#### Exercise task
From the article on the Taylor Swift ticketing debacle, reproduce the passage between "Taylor Swift Debacle" and "its market power.", inclusive, substituting "the ticket seller" for each occurrence of "Ticketmaster".

#### Source document ####

Taylor Swift Debacle Rekindles Ticketmaster Antitrust Worries

When tens of thousands of Taylor Swift fans were unable to complete their orders for tickets in November for her coming New Eras tour, those legions of devastated Swifties were left with little recourse beyond denouncing Live Nation Entertainment Inc.’s botched online ticket sales process and making tearful TikTok videos. But the company could still suffer plenty of hurt from the fiasco, which has left the US Department of Justice under intense pressure to fix what many say was a mistake in allowing Live Nation and Ticketmaster to merge in 2010. The agency has opened a new antitrust probe into the largest concert promotion and ticketing company, a move that could even be a prelude to a breakup if the company is found to have abused its market power.

“It would certainly be a very hard case,” says David Balto, an antitrust lawyer who testified against the merger before the Senate and has represented Ticketmaster complainants. But “here the facts are clear: Ticketmaster has increased prices and reduced service. Those are the landmarks of anticompetitive conduct by a monopolist.”

A Live Nation Entertainment spokesperson says the company cooperates with ongoing federal oversight of its ticketing business. The company has advocated for Congress to strengthen legislation banning bot purchases of tickets and has urged the Federal Trade Commission to require that ticket sellers display so-called all-in pricing—including the face value of a ticket plus a listing of any fees—as New York state did earlier this year.

#### Data shown ####

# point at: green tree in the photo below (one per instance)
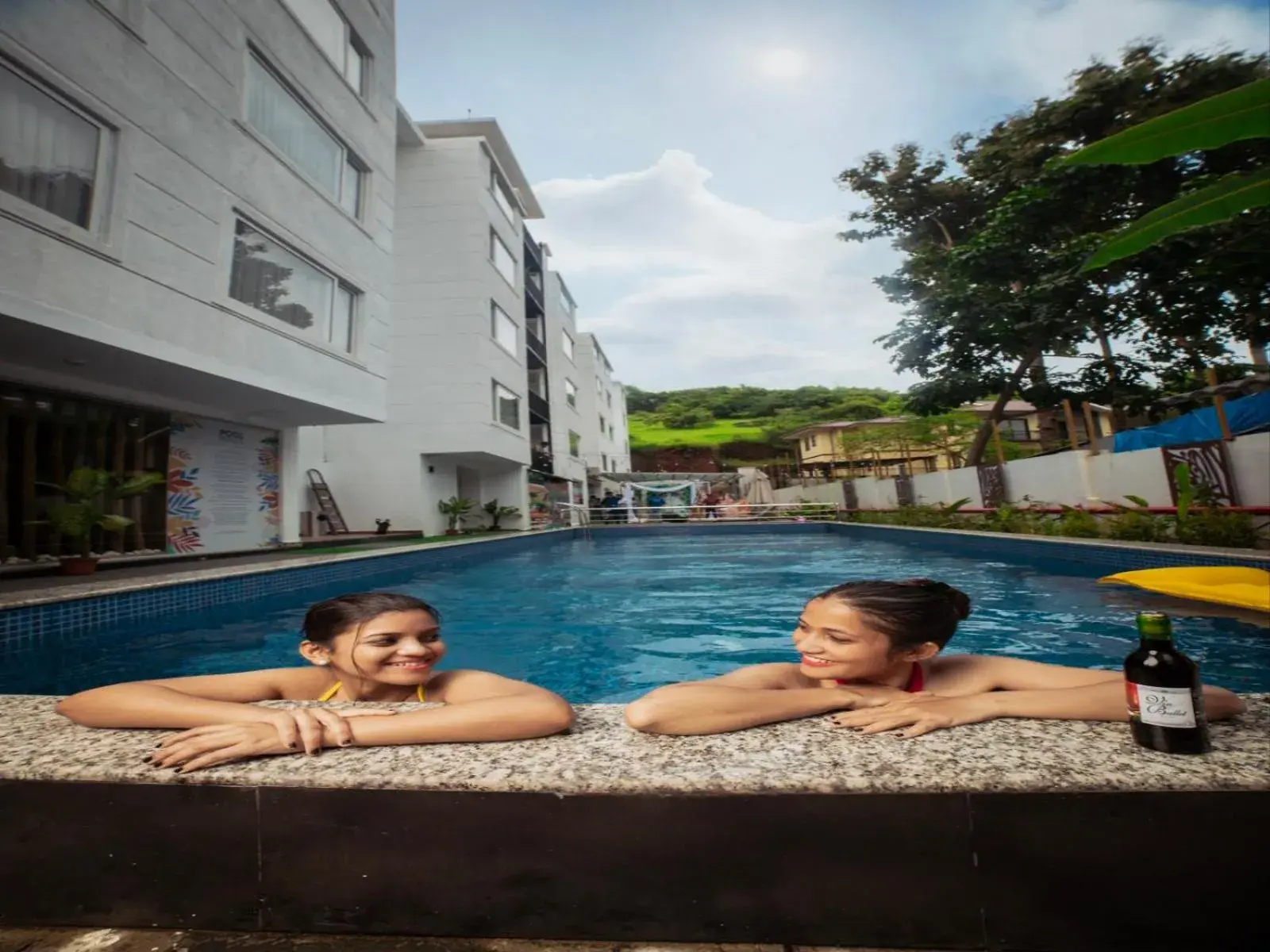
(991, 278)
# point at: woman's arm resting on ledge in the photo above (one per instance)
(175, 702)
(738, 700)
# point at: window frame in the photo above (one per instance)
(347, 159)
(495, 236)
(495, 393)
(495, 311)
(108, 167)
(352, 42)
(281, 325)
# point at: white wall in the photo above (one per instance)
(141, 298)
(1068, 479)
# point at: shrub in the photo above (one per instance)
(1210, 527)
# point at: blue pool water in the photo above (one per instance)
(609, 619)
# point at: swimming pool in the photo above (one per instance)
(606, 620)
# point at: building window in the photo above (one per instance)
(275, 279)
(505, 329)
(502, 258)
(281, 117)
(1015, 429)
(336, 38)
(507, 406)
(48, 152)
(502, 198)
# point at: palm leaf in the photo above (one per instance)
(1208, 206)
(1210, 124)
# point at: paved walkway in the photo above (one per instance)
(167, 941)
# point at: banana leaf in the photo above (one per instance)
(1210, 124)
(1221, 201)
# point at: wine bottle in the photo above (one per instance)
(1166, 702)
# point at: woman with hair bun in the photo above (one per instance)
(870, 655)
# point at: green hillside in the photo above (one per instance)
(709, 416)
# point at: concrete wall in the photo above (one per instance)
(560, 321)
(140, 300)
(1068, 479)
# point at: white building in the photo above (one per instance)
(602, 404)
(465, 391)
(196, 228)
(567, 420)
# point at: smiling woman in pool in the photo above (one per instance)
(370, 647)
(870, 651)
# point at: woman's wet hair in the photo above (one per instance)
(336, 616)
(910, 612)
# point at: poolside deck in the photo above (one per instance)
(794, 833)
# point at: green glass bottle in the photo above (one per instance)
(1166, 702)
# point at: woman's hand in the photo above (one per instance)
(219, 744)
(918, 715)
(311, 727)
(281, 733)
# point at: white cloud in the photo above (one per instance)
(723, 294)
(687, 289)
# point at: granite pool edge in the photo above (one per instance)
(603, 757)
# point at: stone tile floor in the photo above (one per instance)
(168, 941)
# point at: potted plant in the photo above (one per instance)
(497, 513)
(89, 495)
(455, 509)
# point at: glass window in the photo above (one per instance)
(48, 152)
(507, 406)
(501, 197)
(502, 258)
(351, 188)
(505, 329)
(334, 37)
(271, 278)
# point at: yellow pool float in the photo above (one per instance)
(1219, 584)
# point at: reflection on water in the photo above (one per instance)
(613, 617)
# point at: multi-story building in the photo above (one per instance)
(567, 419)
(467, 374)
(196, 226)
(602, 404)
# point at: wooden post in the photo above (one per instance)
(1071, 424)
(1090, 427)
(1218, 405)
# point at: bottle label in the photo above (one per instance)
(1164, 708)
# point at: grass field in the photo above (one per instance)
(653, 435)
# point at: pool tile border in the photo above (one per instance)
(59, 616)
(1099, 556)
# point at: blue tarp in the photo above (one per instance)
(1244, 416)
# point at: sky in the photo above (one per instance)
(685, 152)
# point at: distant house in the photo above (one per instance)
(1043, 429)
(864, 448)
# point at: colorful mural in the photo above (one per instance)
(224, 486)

####

#### Solution below
Taylor Swift Debacle Rekindles the ticket seller Antitrust Worries

When tens of thousands of Taylor Swift fans were unable to complete their orders for tickets in November for her coming New Eras tour, those legions of devastated Swifties were left with little recourse beyond denouncing Live Nation Entertainment Inc.’s botched online ticket sales process and making tearful TikTok videos. But the company could still suffer plenty of hurt from the fiasco, which has left the US Department of Justice under intense pressure to fix what many say was a mistake in allowing Live Nation and the ticket seller to merge in 2010. The agency has opened a new antitrust probe into the largest concert promotion and ticketing company, a move that could even be a prelude to a breakup if the company is found to have abused its market power.